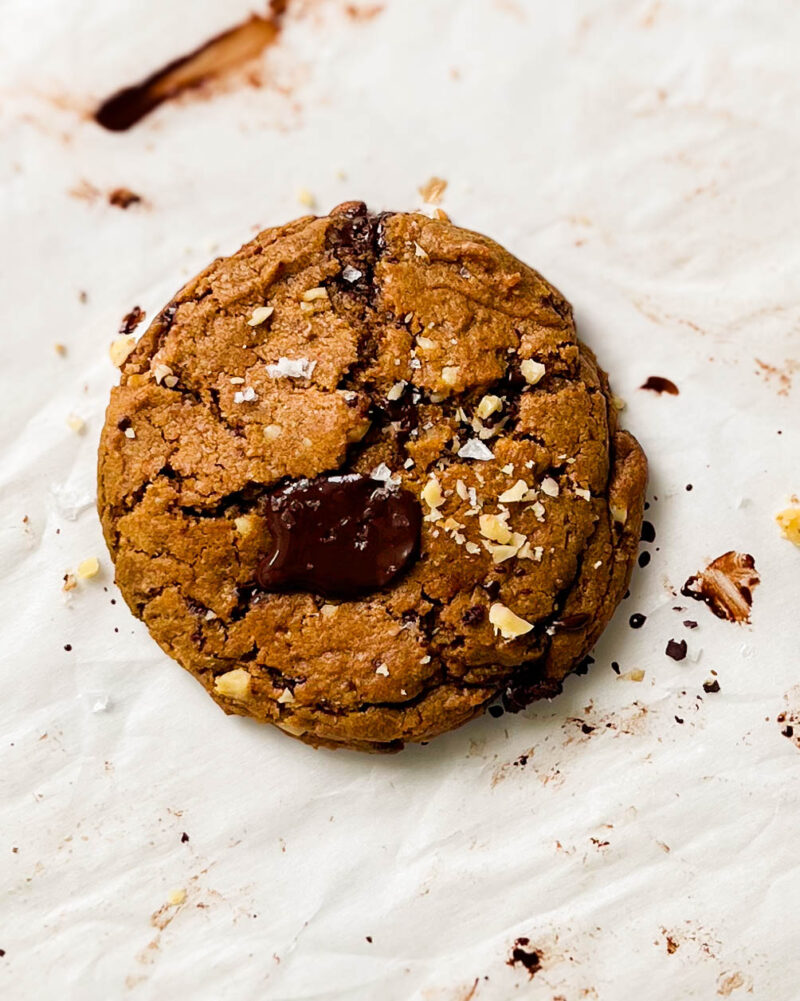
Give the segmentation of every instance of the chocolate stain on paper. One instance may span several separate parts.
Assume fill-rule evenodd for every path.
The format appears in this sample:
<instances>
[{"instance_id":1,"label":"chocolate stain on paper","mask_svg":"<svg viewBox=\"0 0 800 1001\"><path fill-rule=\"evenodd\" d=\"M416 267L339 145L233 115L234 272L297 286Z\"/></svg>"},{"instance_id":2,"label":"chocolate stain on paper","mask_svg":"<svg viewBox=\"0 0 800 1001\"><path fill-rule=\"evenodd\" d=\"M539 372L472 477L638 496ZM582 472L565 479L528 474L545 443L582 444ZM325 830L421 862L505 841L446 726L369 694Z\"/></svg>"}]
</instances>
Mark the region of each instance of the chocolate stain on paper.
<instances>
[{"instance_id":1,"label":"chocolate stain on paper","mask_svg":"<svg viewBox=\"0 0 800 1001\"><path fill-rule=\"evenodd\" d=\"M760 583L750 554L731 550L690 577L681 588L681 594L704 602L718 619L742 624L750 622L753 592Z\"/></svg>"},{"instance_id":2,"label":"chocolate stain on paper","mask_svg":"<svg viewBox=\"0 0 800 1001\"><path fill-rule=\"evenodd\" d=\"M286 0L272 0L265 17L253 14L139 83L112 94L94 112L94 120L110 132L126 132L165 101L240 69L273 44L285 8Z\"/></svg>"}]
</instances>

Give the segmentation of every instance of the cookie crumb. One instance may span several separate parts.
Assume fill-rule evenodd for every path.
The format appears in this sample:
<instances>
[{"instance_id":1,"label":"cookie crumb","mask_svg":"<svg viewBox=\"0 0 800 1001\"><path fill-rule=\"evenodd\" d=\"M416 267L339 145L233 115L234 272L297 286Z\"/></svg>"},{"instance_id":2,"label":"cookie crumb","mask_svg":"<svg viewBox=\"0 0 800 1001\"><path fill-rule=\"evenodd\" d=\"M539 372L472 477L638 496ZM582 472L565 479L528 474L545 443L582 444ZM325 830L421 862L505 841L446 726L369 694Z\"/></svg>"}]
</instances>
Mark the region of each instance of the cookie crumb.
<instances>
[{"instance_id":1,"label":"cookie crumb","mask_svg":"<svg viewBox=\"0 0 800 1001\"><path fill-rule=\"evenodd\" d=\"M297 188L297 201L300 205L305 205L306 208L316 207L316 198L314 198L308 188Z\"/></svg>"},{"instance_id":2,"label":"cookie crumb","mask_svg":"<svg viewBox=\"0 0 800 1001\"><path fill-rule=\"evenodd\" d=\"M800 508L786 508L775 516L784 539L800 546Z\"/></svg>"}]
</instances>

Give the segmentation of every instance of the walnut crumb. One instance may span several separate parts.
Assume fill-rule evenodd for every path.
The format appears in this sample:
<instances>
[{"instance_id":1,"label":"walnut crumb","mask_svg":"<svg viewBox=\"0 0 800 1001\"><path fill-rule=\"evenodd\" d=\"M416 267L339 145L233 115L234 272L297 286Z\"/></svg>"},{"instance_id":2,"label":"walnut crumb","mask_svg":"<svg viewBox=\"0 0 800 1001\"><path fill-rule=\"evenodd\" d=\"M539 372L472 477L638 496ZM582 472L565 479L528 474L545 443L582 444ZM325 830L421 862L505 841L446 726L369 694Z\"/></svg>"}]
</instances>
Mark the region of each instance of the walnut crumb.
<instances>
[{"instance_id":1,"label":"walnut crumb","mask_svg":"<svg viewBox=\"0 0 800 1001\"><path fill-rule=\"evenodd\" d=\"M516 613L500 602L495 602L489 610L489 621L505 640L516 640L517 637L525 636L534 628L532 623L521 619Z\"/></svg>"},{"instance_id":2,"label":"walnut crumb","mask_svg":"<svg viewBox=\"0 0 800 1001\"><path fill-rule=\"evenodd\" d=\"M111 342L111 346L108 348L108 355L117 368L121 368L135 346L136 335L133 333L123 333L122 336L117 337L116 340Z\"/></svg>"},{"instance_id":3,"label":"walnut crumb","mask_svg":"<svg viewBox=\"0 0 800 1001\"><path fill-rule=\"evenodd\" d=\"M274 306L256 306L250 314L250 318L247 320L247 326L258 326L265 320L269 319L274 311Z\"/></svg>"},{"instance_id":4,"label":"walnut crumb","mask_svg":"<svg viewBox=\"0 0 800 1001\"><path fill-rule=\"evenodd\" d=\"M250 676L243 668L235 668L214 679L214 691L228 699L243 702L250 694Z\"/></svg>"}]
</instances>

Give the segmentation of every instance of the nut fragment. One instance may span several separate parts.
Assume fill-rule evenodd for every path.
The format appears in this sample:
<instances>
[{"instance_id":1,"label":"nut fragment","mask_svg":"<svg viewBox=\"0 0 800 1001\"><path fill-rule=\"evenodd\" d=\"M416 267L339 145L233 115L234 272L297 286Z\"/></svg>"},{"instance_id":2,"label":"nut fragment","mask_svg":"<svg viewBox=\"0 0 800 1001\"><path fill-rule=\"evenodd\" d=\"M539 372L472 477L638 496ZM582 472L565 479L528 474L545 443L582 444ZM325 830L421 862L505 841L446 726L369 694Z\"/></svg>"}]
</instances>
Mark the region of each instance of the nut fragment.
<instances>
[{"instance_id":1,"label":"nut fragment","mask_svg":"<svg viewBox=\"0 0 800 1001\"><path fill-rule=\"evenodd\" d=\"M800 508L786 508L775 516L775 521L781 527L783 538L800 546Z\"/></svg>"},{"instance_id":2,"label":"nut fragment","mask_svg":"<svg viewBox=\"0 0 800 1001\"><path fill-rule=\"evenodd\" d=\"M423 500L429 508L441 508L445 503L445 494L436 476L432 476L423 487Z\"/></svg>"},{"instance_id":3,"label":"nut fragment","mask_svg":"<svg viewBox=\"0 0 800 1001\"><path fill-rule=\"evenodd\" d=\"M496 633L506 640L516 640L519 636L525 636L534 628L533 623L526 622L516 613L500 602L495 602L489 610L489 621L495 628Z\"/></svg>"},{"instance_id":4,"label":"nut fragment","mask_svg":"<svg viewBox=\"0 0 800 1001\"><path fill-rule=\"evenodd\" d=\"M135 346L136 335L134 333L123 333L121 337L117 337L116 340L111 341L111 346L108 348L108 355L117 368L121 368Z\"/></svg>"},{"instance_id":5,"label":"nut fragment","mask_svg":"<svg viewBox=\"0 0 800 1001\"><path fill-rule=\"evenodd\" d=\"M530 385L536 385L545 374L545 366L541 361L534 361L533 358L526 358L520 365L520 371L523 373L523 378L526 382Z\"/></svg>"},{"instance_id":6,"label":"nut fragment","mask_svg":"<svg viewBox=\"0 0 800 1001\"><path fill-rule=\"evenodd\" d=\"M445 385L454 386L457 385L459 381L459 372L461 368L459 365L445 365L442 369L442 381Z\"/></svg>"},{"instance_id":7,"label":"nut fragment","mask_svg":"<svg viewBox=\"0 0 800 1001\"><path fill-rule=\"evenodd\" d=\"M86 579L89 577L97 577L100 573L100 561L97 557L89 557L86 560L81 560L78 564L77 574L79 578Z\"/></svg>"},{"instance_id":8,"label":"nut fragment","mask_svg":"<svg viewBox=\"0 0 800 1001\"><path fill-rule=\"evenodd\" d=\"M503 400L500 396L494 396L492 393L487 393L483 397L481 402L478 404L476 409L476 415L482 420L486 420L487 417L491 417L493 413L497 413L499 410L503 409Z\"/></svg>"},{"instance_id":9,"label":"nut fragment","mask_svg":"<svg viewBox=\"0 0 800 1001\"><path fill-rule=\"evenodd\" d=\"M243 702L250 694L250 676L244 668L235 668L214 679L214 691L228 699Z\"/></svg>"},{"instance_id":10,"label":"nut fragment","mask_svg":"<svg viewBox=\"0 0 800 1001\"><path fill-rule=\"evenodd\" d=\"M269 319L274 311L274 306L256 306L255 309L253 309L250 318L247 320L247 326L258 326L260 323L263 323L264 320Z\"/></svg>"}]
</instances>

━━━

■ **The request**: Please pick out and copy every line of the records above that contains the word "each". Matches must have the same capitalization.

■ **Answer below**:
Mark the region of each instance of the chocolate stain on paper.
Mark the region of each instance of the cookie crumb.
Mark the region of each instance of the walnut crumb.
Mark the region of each instance of the nut fragment.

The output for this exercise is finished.